* [Texte à lire]
Perdre une dent, c’est un petit deuil. Un trou dans le sourire, une gêne pour manger, et souvent le début d’un long parcours de soins. Jusqu’à présent, la seule réponse était le bricolage, aussi sophistiqué soit-il : un implant, un bridge, un dentier. Mais si la solution n’était plus de remplacer, mais bien de régénérer ? Ce qui relevait de la science-fiction est en train de devenir une piste de recherche sérieuse, promettant de faire repousser nos propres dents.
Un implant n'est jamais une vraie dent
Demandez à n’importe qui portant un implant : c’est une solution fonctionnelle, mais rarement parfaite. Une vis dans l’os, une couronne en céramique… Le corps le tolère plus ou moins bien, mais la sensation naturelle, elle, a disparu. Pas de racine vivante, pas d’information transmise au cerveau. C’est de là qu’est né ce rêve un peu fou : et si on pouvait convaincre le corps de refaire ce qu’il a déjà fait une fois dans l’enfance ? Lancer un nouveau cycle de croissance dentaire, à la demande.

* [Activité 1] Recopiez sans rien changer le passage du texte sur la régénération dentaire compris entre « Un implant n'est » et « à la demande. », ces deux extraits inclus.
* [Activité 2] Poursuivez le texte sur la régénération dentaire à partir de sa dernière phrase.

* [Données extraites]
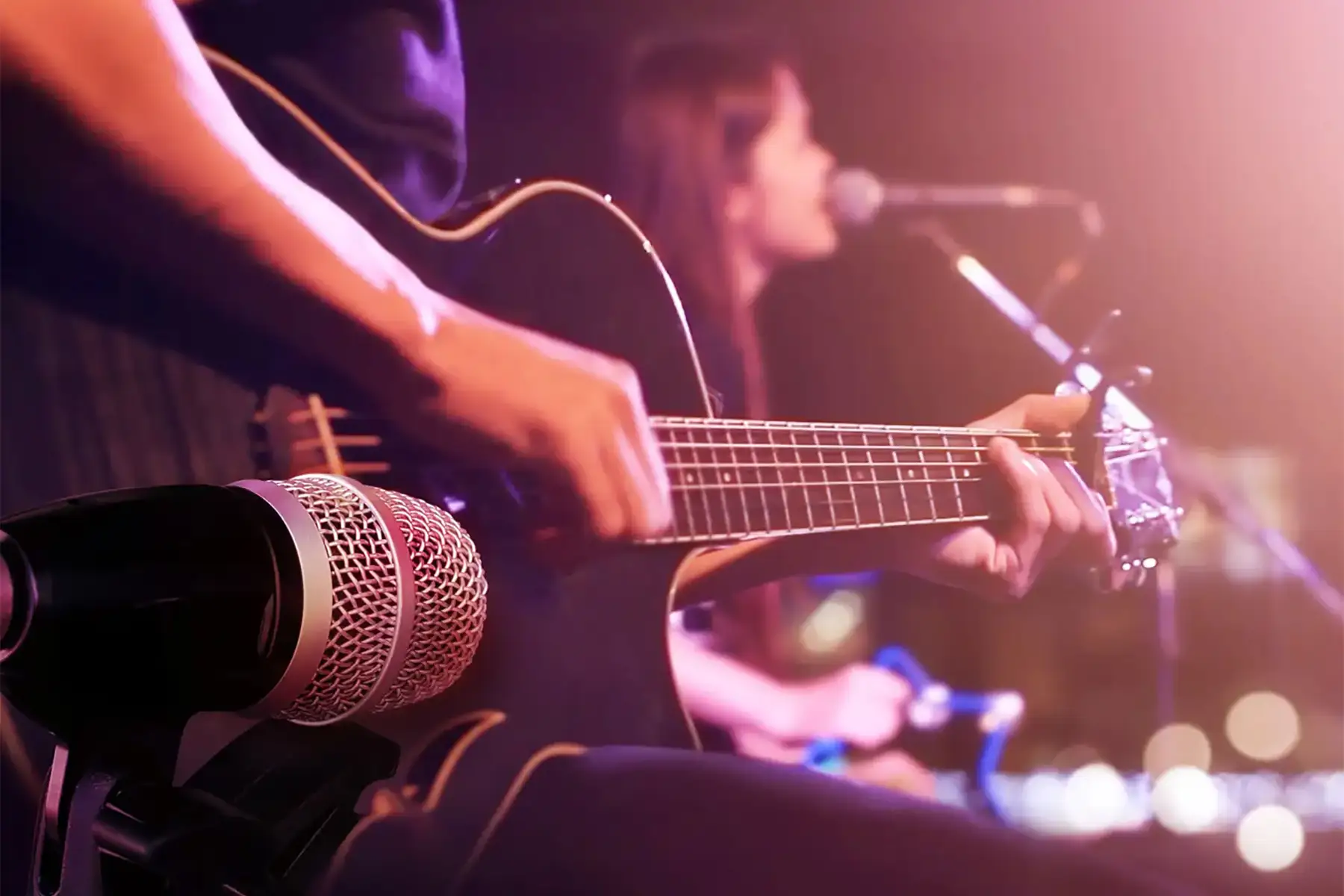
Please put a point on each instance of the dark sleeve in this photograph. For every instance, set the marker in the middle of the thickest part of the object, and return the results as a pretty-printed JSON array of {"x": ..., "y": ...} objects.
[{"x": 383, "y": 77}]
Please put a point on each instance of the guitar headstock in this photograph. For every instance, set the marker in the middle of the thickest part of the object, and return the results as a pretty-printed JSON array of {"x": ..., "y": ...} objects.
[{"x": 1128, "y": 470}]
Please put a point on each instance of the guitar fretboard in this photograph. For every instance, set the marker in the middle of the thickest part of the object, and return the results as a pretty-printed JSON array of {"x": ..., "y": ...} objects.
[{"x": 739, "y": 479}]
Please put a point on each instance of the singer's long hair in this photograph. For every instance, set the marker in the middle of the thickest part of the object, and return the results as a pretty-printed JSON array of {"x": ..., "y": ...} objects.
[{"x": 691, "y": 108}]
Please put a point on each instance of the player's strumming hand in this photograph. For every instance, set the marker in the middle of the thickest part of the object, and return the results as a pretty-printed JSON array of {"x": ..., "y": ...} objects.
[{"x": 524, "y": 396}]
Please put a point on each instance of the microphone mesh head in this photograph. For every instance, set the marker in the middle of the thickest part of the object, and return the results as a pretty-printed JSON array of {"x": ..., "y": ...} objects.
[
  {"x": 369, "y": 600},
  {"x": 855, "y": 196},
  {"x": 449, "y": 601}
]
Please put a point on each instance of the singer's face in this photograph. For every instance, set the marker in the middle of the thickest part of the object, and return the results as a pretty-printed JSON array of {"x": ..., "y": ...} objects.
[{"x": 781, "y": 210}]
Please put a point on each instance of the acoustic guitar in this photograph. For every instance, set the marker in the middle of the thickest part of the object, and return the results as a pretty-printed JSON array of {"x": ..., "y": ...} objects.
[{"x": 578, "y": 659}]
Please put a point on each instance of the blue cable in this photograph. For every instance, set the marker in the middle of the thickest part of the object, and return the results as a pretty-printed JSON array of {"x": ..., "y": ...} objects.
[{"x": 937, "y": 704}]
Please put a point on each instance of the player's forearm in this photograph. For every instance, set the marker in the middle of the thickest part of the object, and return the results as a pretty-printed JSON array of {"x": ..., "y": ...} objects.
[{"x": 184, "y": 188}]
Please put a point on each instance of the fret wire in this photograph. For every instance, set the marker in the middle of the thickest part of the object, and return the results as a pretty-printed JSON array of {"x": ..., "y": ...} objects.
[
  {"x": 956, "y": 484},
  {"x": 742, "y": 491},
  {"x": 877, "y": 491},
  {"x": 722, "y": 479},
  {"x": 933, "y": 501},
  {"x": 806, "y": 504},
  {"x": 779, "y": 477},
  {"x": 905, "y": 499},
  {"x": 705, "y": 494},
  {"x": 848, "y": 476},
  {"x": 826, "y": 477}
]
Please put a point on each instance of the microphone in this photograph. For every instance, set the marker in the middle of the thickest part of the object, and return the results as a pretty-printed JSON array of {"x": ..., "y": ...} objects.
[
  {"x": 314, "y": 600},
  {"x": 856, "y": 196}
]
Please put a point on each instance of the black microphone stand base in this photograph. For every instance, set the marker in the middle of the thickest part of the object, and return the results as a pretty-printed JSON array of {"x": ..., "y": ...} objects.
[{"x": 262, "y": 818}]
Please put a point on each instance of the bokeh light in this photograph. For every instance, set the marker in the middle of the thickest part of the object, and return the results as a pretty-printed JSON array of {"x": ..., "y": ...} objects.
[
  {"x": 1184, "y": 800},
  {"x": 1177, "y": 744},
  {"x": 1263, "y": 726},
  {"x": 1270, "y": 839},
  {"x": 1095, "y": 800}
]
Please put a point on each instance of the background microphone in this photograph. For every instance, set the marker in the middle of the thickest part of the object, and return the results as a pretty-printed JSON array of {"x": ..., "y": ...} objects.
[
  {"x": 312, "y": 600},
  {"x": 856, "y": 196}
]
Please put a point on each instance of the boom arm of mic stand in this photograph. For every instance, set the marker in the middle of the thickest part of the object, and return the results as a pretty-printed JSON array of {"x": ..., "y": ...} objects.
[{"x": 1218, "y": 496}]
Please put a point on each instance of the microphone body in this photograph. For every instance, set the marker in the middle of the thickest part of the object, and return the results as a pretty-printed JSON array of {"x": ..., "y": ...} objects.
[
  {"x": 856, "y": 196},
  {"x": 312, "y": 600}
]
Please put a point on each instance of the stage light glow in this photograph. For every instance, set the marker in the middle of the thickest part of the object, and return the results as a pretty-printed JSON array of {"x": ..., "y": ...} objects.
[
  {"x": 1263, "y": 726},
  {"x": 1095, "y": 800},
  {"x": 1184, "y": 800},
  {"x": 833, "y": 621},
  {"x": 1270, "y": 839},
  {"x": 1045, "y": 803},
  {"x": 1177, "y": 744}
]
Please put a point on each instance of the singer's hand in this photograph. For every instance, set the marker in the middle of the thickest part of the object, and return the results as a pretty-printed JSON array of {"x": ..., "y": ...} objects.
[
  {"x": 531, "y": 398},
  {"x": 1055, "y": 514}
]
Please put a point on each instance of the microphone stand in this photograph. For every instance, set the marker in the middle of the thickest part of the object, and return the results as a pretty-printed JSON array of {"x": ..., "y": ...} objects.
[
  {"x": 1183, "y": 467},
  {"x": 262, "y": 818}
]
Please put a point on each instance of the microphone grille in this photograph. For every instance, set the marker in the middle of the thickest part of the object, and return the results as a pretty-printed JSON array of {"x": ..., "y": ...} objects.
[
  {"x": 366, "y": 600},
  {"x": 373, "y": 660},
  {"x": 449, "y": 601},
  {"x": 855, "y": 196}
]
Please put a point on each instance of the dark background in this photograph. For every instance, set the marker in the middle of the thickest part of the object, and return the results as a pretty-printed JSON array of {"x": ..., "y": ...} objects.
[{"x": 1213, "y": 136}]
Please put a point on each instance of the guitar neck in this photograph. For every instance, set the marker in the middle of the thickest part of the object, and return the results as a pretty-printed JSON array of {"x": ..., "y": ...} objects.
[{"x": 745, "y": 479}]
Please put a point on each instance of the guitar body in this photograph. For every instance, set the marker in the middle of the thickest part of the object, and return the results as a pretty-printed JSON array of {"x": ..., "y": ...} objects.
[{"x": 566, "y": 657}]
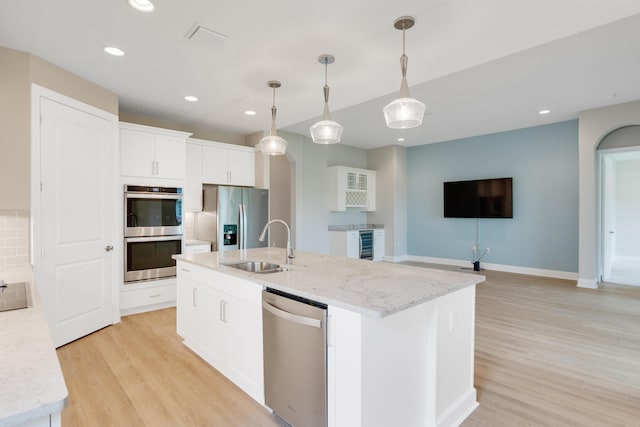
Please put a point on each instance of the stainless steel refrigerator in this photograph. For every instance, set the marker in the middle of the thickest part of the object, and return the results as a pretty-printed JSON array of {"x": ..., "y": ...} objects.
[{"x": 232, "y": 217}]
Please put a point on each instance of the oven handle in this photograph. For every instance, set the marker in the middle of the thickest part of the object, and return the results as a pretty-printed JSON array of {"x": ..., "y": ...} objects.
[
  {"x": 151, "y": 238},
  {"x": 153, "y": 196}
]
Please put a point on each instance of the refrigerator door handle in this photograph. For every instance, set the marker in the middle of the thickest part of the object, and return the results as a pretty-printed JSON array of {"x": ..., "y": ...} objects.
[
  {"x": 244, "y": 226},
  {"x": 240, "y": 227}
]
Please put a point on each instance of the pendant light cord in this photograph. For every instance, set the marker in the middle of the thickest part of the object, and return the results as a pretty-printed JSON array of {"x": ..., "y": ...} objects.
[{"x": 273, "y": 114}]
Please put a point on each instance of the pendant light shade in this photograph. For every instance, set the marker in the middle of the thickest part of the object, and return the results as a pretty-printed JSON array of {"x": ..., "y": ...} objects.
[
  {"x": 404, "y": 112},
  {"x": 273, "y": 144},
  {"x": 326, "y": 131}
]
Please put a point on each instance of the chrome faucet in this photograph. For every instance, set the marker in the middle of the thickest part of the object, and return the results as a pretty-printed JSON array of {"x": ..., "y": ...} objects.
[{"x": 290, "y": 254}]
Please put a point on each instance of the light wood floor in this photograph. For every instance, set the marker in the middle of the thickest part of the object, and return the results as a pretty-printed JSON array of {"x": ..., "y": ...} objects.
[{"x": 547, "y": 354}]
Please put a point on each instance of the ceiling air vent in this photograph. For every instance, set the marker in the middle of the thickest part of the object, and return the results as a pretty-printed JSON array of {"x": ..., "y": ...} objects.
[{"x": 206, "y": 36}]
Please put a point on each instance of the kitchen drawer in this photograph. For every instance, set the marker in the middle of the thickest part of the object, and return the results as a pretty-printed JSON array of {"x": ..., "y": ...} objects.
[
  {"x": 231, "y": 285},
  {"x": 147, "y": 296},
  {"x": 199, "y": 248}
]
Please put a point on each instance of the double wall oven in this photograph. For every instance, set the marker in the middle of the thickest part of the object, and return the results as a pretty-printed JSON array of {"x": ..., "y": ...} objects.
[{"x": 153, "y": 231}]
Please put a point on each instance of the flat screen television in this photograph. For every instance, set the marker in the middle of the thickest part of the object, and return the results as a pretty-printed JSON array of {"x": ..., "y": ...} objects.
[{"x": 483, "y": 198}]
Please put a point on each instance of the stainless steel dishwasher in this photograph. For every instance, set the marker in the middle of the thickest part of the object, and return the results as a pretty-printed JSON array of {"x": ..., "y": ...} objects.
[{"x": 295, "y": 358}]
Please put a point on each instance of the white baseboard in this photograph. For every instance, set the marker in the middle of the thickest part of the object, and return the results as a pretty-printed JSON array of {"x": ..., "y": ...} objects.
[
  {"x": 399, "y": 258},
  {"x": 459, "y": 410},
  {"x": 498, "y": 267},
  {"x": 588, "y": 283},
  {"x": 145, "y": 308}
]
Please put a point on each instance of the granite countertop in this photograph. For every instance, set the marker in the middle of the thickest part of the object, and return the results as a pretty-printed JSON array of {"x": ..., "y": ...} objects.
[
  {"x": 193, "y": 242},
  {"x": 349, "y": 227},
  {"x": 374, "y": 289},
  {"x": 31, "y": 381}
]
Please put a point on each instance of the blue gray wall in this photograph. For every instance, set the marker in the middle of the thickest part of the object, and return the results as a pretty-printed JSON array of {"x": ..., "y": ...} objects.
[{"x": 543, "y": 162}]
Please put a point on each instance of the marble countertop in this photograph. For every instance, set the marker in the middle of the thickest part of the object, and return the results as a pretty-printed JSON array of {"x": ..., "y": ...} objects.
[
  {"x": 374, "y": 289},
  {"x": 31, "y": 381},
  {"x": 193, "y": 242},
  {"x": 349, "y": 227}
]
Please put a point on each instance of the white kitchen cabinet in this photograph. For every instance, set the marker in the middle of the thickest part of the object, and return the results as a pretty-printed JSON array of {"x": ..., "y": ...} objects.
[
  {"x": 146, "y": 296},
  {"x": 228, "y": 164},
  {"x": 347, "y": 243},
  {"x": 378, "y": 245},
  {"x": 351, "y": 188},
  {"x": 220, "y": 318},
  {"x": 211, "y": 162},
  {"x": 150, "y": 152},
  {"x": 192, "y": 191}
]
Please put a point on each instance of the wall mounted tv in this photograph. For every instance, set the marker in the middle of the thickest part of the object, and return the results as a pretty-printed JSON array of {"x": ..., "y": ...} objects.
[{"x": 484, "y": 198}]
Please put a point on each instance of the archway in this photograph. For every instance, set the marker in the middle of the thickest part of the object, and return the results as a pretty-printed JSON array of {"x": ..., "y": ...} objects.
[{"x": 619, "y": 206}]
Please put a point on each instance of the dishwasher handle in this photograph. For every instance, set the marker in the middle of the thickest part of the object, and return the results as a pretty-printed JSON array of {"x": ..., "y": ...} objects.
[{"x": 307, "y": 321}]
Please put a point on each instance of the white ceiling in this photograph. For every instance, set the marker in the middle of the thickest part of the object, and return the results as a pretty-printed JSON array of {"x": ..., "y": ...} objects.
[{"x": 480, "y": 66}]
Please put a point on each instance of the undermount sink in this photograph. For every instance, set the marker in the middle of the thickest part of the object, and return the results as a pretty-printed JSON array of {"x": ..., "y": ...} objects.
[{"x": 256, "y": 266}]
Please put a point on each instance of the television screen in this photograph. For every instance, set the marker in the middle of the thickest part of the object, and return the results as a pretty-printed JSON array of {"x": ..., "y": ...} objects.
[{"x": 484, "y": 198}]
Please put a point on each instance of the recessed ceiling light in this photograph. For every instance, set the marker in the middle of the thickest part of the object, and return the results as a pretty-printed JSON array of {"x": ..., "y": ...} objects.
[
  {"x": 142, "y": 5},
  {"x": 111, "y": 50}
]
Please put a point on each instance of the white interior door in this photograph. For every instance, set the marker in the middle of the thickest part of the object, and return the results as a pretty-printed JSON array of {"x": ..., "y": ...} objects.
[
  {"x": 608, "y": 215},
  {"x": 74, "y": 266}
]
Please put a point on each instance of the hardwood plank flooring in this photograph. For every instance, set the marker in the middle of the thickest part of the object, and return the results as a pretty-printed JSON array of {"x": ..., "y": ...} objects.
[
  {"x": 547, "y": 354},
  {"x": 138, "y": 373}
]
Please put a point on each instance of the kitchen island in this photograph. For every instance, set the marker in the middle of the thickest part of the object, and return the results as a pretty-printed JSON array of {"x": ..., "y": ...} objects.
[
  {"x": 400, "y": 338},
  {"x": 32, "y": 389}
]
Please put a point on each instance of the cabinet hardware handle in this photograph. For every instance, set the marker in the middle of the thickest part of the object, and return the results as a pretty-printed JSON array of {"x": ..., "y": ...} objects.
[
  {"x": 330, "y": 335},
  {"x": 223, "y": 311}
]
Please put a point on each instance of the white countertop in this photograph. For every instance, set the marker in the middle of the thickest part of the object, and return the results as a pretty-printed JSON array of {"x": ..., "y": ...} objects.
[
  {"x": 193, "y": 242},
  {"x": 31, "y": 381},
  {"x": 374, "y": 289}
]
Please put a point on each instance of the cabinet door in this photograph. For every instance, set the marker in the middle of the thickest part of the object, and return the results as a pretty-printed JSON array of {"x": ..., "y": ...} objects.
[
  {"x": 243, "y": 333},
  {"x": 186, "y": 309},
  {"x": 136, "y": 153},
  {"x": 215, "y": 165},
  {"x": 378, "y": 245},
  {"x": 192, "y": 192},
  {"x": 353, "y": 244},
  {"x": 213, "y": 306},
  {"x": 242, "y": 168},
  {"x": 371, "y": 192},
  {"x": 169, "y": 157}
]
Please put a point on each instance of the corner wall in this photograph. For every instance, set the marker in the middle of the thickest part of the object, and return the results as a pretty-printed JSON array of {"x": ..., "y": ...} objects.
[
  {"x": 594, "y": 125},
  {"x": 15, "y": 131},
  {"x": 390, "y": 163}
]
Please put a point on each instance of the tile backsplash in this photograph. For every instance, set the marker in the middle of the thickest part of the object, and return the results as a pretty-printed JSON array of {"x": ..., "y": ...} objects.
[{"x": 14, "y": 238}]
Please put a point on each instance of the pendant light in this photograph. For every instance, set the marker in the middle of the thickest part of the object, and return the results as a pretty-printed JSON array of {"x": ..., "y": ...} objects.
[
  {"x": 404, "y": 112},
  {"x": 273, "y": 144},
  {"x": 326, "y": 131}
]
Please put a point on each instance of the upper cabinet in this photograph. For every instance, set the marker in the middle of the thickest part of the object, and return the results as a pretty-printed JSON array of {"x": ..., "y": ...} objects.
[
  {"x": 352, "y": 188},
  {"x": 215, "y": 163},
  {"x": 150, "y": 152}
]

* [Réponse rédigée 1]
Un implant n'est jamais une vraie dent
Demandez à n’importe qui portant un implant : c’est une solution fonctionnelle, mais rarement parfaite. Une vis dans l’os, une couronne en céramique… Le corps le tolère plus ou moins bien, mais la sensation naturelle, elle, a disparu. Pas de racine vivante, pas d’information transmise au cerveau. C’est de là qu’est né ce rêve un peu fou : et si on pouvait convaincre le corps de refaire ce qu’il a déjà fait une fois dans l’enfance ? Lancer un nouveau cycle de croissance dentaire, à la demande.

* [Réponse rédigée 2]
Sur la piste du gène qui freine la pousse
Pour percer le secret de la fabrication d’une dent, les scientifiques ont d’abord joué les détectives. Ils se sont penchés sur des cas rares d’hyperdontie, ces personnes qui naissent avec des dents en trop. L’enquête a fini par payer. Plusieurs équipes, notamment au Japon, ont identifié un suspect clé : le gène USAG-1. Son rôle ? Agir comme un frein naturel, qui empêche la formation de bourgeons dentaires supplémentaires une fois notre dentition en place. L’idée est donc simple sur le papier : si on pouvait désactiver temporairement ce frein, le corps pourrait-il relancer la machine ?
En laboratoire, la promesse a déjà pris forme
Chez la souris et le furet, la réponse est oui. En administrant un anticorps capable de neutraliser la protéine issue du gène USAG-1, des chercheurs ont réussi à déclencher la croissance d’une nouvelle dent, parfaitement formée et fonctionnelle. L’objectif n’est pas de faire pousser n’importe quoi, mais bien de recréer une dent complète, avec son émail, sa dentine, sa pulpe et sa racine. Une vraie dent, intégrée à la mâchoire. C’est cette réussite qui a ouvert la voie aux essais sur l’humain.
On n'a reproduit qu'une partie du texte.